(Source records)

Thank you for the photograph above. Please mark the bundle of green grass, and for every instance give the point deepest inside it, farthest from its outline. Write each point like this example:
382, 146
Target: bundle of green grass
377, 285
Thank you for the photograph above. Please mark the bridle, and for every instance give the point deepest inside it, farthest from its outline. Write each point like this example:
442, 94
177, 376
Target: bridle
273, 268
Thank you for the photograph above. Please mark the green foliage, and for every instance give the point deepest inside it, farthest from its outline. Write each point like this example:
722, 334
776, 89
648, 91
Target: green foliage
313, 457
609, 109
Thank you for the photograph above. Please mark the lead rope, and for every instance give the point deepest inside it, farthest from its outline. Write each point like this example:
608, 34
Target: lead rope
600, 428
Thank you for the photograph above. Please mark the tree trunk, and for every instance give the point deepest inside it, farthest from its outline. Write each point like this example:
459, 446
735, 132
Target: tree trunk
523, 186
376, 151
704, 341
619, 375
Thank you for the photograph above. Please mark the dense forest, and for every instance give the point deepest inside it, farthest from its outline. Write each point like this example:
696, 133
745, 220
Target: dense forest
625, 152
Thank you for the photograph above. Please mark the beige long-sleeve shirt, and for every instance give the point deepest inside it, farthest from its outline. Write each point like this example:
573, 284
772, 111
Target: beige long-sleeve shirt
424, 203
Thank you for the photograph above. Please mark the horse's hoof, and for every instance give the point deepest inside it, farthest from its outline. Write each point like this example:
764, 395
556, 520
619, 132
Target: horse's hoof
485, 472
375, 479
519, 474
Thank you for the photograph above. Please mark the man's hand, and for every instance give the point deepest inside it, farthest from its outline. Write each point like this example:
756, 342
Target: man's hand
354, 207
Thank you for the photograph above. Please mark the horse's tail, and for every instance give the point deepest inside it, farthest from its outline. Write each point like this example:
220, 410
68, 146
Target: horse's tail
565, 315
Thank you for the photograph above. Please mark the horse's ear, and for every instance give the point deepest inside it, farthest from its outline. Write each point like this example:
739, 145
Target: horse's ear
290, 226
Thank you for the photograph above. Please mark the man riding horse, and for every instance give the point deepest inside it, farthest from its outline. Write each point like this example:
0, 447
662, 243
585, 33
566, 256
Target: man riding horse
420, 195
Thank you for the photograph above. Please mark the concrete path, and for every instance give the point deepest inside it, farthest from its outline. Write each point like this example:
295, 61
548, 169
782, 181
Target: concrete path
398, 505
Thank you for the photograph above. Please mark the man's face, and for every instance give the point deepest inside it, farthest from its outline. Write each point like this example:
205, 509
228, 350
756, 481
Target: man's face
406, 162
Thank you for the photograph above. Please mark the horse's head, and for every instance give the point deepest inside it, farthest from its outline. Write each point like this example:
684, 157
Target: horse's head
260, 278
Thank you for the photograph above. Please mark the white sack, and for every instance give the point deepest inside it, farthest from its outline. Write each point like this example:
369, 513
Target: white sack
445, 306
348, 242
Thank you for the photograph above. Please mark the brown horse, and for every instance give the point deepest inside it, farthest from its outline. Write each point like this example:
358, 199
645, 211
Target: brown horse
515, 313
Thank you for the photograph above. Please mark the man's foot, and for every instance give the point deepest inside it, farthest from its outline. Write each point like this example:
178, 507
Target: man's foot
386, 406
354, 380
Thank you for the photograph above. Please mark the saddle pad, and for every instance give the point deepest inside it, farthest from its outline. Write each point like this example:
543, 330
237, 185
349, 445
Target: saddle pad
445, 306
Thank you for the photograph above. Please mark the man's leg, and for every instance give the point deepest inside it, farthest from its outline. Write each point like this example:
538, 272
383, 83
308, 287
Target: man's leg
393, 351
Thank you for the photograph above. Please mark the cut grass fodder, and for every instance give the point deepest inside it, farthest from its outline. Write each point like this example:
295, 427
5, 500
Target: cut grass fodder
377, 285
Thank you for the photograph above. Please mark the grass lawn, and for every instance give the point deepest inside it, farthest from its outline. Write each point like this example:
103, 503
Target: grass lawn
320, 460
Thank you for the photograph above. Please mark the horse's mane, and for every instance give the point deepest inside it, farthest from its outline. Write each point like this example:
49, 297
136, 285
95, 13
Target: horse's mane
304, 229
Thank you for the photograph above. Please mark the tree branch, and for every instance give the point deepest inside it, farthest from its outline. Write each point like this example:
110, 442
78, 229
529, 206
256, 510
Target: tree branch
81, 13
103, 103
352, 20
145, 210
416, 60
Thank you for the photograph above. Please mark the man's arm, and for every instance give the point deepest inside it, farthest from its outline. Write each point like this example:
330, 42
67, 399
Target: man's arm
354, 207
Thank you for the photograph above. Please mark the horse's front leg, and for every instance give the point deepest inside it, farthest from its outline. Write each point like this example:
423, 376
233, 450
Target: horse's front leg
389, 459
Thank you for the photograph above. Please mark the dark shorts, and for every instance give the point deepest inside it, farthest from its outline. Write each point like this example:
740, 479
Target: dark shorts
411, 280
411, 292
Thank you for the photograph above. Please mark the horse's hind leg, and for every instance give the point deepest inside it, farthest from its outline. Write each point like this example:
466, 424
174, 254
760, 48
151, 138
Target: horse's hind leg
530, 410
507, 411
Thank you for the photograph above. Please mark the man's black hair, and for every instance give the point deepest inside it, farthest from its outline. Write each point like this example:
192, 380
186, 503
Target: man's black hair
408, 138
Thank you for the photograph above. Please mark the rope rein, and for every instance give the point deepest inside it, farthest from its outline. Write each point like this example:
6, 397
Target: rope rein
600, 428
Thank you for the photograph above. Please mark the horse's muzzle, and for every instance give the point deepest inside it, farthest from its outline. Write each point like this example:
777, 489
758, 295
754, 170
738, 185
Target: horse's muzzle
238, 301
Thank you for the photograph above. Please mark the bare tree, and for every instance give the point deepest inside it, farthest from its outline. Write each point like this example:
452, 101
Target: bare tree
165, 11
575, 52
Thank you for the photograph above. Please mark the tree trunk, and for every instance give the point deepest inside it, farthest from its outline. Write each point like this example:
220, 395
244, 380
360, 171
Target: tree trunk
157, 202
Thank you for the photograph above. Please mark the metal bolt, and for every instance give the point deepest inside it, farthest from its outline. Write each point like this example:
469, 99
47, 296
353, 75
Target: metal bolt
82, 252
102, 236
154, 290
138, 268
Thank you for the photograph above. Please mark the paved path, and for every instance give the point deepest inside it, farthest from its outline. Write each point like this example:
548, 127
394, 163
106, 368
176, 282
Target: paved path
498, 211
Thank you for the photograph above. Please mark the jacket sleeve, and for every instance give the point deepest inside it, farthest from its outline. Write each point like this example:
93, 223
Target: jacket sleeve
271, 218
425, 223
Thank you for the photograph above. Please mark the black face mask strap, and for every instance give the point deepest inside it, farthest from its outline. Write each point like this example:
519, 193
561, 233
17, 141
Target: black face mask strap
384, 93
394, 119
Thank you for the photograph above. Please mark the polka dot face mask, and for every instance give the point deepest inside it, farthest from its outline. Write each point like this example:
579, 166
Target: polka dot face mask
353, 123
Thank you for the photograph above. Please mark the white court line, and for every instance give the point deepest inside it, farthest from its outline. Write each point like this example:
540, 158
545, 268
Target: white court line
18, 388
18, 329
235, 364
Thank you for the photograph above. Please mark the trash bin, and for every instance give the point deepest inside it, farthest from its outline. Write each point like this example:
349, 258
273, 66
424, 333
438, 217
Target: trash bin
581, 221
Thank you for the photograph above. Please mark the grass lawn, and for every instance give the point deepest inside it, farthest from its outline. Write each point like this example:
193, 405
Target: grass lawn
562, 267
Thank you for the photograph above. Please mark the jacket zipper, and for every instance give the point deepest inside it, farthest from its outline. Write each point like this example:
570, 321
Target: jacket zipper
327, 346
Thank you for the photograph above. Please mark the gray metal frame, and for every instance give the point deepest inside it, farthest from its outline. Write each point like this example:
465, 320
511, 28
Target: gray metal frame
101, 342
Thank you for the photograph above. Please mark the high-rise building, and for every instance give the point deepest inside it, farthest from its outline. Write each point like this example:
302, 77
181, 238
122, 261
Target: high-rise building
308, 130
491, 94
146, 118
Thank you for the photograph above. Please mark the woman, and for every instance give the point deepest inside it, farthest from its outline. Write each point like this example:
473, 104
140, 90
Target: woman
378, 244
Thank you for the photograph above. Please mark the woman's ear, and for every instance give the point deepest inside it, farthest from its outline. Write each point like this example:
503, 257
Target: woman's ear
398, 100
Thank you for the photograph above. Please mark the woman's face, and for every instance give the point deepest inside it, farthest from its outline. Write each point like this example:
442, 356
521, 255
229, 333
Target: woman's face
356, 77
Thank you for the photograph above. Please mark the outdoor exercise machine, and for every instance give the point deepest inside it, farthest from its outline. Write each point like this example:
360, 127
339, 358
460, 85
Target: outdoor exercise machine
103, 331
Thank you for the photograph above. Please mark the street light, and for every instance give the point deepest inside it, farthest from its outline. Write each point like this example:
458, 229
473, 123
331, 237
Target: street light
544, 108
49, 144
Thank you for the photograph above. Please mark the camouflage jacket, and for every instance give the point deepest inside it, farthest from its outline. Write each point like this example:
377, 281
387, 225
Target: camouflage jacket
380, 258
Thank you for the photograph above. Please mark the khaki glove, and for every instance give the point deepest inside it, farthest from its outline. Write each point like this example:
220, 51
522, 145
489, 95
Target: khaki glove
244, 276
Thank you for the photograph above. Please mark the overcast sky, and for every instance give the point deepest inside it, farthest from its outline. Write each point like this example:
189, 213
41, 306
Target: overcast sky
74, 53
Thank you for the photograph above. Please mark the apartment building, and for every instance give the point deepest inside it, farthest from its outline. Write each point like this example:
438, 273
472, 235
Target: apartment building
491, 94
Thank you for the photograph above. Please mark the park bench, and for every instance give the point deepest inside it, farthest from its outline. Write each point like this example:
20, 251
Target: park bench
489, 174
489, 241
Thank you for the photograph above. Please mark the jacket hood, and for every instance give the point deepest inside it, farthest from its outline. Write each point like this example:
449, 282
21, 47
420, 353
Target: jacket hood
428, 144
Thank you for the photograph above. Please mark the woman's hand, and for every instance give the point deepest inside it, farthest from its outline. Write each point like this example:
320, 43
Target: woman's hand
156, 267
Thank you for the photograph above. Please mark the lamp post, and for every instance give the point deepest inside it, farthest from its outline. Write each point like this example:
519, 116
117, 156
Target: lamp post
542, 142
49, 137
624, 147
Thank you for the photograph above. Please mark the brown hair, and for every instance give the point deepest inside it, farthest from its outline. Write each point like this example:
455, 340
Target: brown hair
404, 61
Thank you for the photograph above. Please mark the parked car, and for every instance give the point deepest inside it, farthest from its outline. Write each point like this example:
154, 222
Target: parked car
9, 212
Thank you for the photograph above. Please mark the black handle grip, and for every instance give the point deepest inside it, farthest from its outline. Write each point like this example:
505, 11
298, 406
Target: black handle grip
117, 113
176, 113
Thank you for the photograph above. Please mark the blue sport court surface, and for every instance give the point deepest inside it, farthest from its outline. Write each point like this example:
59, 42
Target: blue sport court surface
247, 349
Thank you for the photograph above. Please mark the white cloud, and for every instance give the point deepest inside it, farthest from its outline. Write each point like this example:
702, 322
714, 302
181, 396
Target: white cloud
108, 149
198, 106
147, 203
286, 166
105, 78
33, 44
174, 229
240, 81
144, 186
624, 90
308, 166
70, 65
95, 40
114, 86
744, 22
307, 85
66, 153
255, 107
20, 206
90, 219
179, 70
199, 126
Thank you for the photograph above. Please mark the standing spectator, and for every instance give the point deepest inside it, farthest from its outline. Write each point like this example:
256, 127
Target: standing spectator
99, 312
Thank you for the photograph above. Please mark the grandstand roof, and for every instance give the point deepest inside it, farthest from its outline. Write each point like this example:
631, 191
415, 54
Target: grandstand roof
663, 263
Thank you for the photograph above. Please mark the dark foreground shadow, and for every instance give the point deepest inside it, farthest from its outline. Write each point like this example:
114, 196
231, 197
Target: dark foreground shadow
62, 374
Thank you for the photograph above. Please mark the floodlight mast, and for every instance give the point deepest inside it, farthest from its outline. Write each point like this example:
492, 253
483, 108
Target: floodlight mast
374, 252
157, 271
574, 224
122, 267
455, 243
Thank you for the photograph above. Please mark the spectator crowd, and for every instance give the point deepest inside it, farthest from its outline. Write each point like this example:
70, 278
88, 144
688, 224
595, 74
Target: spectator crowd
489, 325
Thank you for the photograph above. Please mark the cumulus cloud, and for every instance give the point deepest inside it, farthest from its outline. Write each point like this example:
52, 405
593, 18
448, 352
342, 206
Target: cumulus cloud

• Your goal
Restate word for word the lines from the one holding "Thank you for the photograph above. Please mark the floodlight" to the end of the listing, both ends included, and nothing more.

• Correct output
Thank you for the photograph above. Please mark the floodlight mast, and for every instance give the point deepest inside it, farthest from its outline. Write each point like this example:
492, 253
483, 108
Target: floodlight mast
374, 252
157, 271
574, 224
122, 267
455, 243
Thank you for the photograph above. Please mark the spectator crowd, and for every instance give the point deepest inside it, farthest from its outline. Write each point like this example:
70, 278
88, 144
688, 224
595, 74
Target: spectator crowd
489, 325
Thank you for the photograph above. Please mark the cumulus cloud, and for every instance give the point deepest inside it, farthest from its outline. Write each point like this example:
52, 405
593, 18
448, 352
342, 206
Target: cumulus cloud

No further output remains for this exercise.